**PROBLEM**
With the line containing "Target: flat screen tv" as the start and the line containing "Target: gray sectional sofa" as the end, transcribe that span of the entries below exactly, including both.

**Natural language region descriptions**

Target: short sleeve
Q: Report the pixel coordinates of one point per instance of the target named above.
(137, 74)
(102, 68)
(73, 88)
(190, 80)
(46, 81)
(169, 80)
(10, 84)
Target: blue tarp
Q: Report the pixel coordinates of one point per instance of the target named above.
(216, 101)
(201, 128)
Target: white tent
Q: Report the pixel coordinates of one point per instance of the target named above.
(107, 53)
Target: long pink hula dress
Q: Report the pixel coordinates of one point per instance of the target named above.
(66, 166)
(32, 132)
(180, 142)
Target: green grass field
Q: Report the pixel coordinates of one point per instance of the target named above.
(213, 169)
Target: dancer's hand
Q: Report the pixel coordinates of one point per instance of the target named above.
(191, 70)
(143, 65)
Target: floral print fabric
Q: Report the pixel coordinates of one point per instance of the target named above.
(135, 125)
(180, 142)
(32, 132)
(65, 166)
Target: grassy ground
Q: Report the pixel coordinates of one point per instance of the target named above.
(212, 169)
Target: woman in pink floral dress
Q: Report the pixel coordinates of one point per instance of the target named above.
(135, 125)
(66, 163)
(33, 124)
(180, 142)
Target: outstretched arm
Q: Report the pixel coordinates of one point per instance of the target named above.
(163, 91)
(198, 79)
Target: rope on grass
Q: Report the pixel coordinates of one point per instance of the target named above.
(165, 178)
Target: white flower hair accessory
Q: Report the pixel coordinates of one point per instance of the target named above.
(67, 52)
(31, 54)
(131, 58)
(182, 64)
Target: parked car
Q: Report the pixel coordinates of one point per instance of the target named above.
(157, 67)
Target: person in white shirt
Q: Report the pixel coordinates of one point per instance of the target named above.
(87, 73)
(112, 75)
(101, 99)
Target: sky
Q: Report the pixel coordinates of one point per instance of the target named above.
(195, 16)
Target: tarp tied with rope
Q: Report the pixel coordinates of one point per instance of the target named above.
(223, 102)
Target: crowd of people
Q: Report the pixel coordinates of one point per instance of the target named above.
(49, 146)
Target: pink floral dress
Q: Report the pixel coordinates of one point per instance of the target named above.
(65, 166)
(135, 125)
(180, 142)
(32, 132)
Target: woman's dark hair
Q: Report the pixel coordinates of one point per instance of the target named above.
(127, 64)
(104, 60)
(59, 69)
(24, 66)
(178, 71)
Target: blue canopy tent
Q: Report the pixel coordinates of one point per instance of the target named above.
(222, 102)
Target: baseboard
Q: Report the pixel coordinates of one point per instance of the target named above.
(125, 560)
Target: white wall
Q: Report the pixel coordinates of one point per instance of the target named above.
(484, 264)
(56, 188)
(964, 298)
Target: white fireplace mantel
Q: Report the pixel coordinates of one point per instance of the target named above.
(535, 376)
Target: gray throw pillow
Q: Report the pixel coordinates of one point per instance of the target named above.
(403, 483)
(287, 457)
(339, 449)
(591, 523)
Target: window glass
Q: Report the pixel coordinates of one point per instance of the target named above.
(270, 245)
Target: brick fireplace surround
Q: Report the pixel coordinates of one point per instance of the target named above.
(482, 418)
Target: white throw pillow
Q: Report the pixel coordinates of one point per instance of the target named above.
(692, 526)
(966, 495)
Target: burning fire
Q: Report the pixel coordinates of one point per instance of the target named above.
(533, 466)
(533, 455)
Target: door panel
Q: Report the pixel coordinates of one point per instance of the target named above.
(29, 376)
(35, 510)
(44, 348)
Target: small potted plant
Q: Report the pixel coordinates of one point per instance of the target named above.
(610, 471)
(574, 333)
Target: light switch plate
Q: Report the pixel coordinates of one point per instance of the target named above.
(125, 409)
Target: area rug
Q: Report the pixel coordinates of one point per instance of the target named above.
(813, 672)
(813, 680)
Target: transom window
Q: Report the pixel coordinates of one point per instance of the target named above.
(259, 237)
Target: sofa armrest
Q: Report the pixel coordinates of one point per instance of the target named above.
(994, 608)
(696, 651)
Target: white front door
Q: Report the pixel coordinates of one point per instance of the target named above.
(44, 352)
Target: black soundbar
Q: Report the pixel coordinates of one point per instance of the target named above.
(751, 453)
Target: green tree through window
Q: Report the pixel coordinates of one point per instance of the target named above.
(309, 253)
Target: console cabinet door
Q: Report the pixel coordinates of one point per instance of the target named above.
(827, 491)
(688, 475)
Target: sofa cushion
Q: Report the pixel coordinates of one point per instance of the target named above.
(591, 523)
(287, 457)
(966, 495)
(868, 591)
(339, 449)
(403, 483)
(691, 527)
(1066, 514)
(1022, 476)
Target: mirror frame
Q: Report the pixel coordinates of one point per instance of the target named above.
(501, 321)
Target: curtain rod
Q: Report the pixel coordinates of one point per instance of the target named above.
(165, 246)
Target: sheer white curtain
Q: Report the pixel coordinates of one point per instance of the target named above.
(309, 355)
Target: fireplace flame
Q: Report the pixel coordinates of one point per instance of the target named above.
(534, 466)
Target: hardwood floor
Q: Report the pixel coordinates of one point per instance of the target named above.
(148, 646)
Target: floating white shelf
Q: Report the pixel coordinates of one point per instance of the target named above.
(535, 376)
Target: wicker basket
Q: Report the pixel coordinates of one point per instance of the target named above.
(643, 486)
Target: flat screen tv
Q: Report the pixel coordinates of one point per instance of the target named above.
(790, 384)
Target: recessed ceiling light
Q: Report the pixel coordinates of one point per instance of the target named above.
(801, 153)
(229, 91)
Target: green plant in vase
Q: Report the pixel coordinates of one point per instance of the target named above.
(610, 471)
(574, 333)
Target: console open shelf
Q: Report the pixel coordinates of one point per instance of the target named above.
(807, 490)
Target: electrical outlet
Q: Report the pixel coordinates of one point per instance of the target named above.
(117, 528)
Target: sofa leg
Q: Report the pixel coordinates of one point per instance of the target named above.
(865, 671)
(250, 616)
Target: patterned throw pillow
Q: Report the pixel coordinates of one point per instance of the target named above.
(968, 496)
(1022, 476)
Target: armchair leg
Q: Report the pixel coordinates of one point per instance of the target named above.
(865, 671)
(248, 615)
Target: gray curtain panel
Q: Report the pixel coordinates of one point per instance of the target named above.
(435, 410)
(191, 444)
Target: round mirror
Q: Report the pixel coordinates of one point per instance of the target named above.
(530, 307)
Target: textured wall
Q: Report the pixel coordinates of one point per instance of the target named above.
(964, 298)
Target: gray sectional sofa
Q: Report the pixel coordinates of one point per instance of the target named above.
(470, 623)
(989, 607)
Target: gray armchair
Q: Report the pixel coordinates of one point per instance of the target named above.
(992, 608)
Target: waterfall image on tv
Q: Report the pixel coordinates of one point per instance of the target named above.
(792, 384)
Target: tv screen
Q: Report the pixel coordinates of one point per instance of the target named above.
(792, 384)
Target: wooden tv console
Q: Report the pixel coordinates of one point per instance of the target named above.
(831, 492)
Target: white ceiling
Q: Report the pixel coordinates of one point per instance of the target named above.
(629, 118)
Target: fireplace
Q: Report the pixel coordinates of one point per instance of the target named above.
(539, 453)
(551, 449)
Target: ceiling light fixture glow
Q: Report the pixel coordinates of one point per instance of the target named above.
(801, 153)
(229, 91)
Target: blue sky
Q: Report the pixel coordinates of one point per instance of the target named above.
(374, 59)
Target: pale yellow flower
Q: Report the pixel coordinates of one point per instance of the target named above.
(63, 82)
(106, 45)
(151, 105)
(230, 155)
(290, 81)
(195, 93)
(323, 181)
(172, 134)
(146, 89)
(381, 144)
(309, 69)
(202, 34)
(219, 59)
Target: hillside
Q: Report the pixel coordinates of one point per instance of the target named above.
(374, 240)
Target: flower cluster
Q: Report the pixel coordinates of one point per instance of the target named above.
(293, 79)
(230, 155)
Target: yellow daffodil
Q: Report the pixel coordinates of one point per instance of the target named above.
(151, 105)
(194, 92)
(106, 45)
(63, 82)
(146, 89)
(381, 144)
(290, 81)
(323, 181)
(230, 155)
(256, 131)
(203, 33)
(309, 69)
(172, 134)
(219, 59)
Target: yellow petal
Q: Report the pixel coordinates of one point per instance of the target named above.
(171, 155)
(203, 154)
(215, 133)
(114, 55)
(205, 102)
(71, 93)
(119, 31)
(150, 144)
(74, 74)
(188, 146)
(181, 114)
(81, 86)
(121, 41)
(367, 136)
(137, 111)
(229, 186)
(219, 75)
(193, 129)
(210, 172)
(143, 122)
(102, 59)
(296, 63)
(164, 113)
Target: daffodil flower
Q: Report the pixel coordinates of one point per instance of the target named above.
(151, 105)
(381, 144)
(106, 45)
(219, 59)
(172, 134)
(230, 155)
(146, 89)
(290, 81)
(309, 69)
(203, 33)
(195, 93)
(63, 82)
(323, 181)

**WRITTEN SOLUTION**
Target: flat screen tv
Q: Report the pixel coordinates of one point per instance of the target named above.
(790, 384)
Target: recessed ceiling light
Q: Report the pixel coordinates of one point per instance of the target named above.
(801, 153)
(229, 91)
Target: green plant in vase
Q: Report the pixel coordinates of one point per instance of the target named above.
(610, 471)
(574, 333)
Target: console open shelf
Q: Report the pixel coordinates of one point per instance of the target named above.
(807, 490)
Target: electrical outlet
Q: Report the pixel coordinates of one point per instance of the target named above.
(117, 528)
Target: sofa leg
Q: Report the pixel coordinates of one point per instance of the target named above.
(865, 671)
(250, 616)
Target: patterned throw pillow
Q: Report the pixel coordinates of one point per instance of the target named above.
(968, 496)
(1022, 476)
Target: armchair leg
Q: Report the pixel coordinates of one point per instance of the target named above.
(865, 671)
(248, 615)
Target: gray curtain panel
Q: Report the pixel coordinates of one point per instance of the target named above.
(435, 410)
(191, 444)
Target: round mirror
Q: Report the pixel coordinates of one point per instance of the target named above.
(530, 307)
Target: textured wall
Q: Report the pixel coordinates of one point per instance of the target named above.
(964, 298)
Target: gray sectional sofa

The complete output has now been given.